Data items:
···

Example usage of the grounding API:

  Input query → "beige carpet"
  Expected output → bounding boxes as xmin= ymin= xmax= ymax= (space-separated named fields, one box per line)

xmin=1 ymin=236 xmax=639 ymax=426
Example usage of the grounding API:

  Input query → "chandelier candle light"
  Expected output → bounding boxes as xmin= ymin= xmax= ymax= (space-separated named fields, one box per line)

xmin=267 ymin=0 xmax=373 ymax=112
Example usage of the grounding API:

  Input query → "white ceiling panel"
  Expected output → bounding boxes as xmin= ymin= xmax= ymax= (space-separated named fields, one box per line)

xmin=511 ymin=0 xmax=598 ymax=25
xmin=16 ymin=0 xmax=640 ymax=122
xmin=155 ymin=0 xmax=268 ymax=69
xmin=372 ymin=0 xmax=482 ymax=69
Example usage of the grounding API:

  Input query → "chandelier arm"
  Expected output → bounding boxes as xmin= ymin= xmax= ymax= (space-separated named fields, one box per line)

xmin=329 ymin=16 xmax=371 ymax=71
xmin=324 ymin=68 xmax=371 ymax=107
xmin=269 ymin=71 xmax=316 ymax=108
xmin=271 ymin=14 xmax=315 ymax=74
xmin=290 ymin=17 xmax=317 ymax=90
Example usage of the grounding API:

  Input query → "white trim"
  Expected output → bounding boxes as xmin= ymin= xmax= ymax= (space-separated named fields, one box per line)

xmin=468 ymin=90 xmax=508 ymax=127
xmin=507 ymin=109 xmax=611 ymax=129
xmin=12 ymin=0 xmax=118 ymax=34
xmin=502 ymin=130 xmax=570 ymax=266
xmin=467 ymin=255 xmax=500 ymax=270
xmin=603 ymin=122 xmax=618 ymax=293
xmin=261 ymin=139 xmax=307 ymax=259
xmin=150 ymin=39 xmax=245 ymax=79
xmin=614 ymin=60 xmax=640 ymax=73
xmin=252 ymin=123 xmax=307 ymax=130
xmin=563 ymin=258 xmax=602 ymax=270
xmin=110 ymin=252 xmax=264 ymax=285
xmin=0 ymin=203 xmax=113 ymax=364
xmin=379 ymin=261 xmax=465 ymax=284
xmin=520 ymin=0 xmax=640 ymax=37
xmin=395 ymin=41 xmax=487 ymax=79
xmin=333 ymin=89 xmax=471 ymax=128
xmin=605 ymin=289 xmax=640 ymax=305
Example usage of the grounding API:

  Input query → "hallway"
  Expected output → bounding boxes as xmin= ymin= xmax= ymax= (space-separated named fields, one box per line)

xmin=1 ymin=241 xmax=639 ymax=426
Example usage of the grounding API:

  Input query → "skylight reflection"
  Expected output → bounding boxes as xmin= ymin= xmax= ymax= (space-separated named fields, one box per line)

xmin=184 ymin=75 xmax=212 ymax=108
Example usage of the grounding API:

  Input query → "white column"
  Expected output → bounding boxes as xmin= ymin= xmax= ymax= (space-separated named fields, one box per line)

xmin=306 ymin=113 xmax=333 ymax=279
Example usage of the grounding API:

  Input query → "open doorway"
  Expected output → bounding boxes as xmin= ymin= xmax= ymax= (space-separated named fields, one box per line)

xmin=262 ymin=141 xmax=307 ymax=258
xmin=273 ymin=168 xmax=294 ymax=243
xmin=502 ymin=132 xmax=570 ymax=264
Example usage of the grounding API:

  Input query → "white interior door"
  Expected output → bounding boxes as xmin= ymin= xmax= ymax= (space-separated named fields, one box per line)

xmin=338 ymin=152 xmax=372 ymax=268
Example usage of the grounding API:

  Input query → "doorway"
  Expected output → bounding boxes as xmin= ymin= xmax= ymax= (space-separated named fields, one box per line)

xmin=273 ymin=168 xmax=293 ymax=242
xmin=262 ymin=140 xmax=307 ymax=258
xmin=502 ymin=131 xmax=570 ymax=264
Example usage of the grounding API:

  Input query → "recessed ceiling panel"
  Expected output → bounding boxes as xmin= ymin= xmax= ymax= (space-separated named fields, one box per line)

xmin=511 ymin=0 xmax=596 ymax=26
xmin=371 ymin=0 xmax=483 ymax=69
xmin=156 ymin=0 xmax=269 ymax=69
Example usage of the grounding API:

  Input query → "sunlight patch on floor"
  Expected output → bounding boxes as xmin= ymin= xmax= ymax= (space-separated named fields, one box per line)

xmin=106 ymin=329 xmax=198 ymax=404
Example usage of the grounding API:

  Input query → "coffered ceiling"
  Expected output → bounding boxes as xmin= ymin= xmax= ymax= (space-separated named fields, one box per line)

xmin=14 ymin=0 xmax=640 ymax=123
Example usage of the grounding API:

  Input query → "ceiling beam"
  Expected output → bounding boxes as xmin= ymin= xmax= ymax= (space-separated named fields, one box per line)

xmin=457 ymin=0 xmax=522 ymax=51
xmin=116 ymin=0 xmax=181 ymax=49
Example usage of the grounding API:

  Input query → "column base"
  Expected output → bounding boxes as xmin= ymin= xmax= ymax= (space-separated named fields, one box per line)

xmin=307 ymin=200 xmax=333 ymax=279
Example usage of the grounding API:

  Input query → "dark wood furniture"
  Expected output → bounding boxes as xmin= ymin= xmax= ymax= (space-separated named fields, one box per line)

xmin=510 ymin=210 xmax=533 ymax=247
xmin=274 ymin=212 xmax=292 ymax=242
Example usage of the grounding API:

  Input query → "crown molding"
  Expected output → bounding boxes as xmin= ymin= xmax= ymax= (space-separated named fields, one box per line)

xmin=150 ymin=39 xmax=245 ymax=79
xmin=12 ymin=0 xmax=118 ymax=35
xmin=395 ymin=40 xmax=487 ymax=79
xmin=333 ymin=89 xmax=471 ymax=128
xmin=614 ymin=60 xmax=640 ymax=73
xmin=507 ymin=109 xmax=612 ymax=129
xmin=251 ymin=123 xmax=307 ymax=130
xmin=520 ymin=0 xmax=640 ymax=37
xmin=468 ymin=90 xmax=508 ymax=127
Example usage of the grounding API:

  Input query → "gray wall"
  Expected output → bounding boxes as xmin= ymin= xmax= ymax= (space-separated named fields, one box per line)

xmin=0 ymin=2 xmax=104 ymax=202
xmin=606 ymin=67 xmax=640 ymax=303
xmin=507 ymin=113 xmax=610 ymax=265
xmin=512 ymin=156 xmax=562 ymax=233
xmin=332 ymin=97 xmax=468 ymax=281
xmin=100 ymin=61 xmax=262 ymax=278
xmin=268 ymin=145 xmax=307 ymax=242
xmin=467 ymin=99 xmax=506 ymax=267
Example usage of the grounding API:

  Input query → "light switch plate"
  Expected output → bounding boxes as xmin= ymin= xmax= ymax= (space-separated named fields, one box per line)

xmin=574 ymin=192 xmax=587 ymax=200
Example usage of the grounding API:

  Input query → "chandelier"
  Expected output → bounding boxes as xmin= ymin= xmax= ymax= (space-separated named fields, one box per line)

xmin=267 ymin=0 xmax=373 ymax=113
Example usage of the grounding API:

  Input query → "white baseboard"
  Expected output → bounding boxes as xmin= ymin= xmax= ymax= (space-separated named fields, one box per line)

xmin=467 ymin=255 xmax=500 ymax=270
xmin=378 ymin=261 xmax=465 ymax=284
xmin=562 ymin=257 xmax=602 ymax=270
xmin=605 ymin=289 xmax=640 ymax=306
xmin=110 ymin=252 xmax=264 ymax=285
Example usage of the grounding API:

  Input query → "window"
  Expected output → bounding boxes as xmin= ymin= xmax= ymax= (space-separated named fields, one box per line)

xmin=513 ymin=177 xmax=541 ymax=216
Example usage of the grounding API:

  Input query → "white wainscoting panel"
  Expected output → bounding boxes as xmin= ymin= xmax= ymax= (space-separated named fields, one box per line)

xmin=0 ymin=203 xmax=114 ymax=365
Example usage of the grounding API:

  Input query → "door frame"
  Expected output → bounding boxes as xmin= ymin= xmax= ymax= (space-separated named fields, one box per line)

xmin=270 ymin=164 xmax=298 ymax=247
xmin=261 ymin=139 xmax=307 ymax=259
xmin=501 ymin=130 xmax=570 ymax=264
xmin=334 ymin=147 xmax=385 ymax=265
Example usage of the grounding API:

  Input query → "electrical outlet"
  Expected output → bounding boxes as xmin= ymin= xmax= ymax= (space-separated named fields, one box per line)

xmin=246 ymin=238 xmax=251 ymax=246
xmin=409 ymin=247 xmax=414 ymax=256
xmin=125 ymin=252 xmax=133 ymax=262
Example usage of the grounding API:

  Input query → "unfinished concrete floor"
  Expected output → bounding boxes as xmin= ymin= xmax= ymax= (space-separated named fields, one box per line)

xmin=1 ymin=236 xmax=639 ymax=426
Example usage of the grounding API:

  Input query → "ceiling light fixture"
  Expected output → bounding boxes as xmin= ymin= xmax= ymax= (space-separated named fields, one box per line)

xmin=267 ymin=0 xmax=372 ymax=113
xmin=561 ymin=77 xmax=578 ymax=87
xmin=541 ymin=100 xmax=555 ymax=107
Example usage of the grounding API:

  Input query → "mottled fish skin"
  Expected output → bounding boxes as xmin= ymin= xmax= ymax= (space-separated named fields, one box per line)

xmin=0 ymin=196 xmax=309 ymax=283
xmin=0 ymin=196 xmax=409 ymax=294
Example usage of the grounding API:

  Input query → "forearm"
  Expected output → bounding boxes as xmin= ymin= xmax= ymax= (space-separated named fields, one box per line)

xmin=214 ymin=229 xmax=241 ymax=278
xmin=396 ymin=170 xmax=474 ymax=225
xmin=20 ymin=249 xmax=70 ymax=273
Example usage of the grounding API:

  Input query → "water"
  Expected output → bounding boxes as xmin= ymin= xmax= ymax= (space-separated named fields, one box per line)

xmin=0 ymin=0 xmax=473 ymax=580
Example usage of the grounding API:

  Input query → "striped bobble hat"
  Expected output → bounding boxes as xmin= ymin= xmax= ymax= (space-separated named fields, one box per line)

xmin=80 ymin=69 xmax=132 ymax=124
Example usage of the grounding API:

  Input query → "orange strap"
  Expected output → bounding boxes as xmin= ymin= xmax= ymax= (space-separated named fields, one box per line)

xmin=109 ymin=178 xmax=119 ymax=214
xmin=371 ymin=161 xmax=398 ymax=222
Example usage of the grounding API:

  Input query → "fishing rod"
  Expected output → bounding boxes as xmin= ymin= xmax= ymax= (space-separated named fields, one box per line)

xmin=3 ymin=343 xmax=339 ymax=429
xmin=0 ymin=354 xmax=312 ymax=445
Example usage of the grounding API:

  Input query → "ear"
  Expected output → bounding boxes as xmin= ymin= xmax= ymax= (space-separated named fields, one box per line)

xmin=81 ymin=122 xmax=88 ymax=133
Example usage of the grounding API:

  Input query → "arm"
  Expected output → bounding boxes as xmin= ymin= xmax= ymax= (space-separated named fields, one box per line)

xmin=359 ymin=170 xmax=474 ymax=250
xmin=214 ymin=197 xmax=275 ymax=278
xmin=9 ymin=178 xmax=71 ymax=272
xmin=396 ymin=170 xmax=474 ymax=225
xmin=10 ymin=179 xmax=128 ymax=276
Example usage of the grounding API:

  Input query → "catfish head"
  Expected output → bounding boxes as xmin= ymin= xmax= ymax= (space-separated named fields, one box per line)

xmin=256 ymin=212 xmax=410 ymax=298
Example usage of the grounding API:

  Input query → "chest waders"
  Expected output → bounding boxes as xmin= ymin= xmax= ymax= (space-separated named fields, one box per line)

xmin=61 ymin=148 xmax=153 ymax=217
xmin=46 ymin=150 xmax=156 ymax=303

···

» **Brief**: Copy all lines of the preceding data that hold the word "doorway".

» **Result of this task**:
  Input query → "open doorway"
  Input query → "doorway"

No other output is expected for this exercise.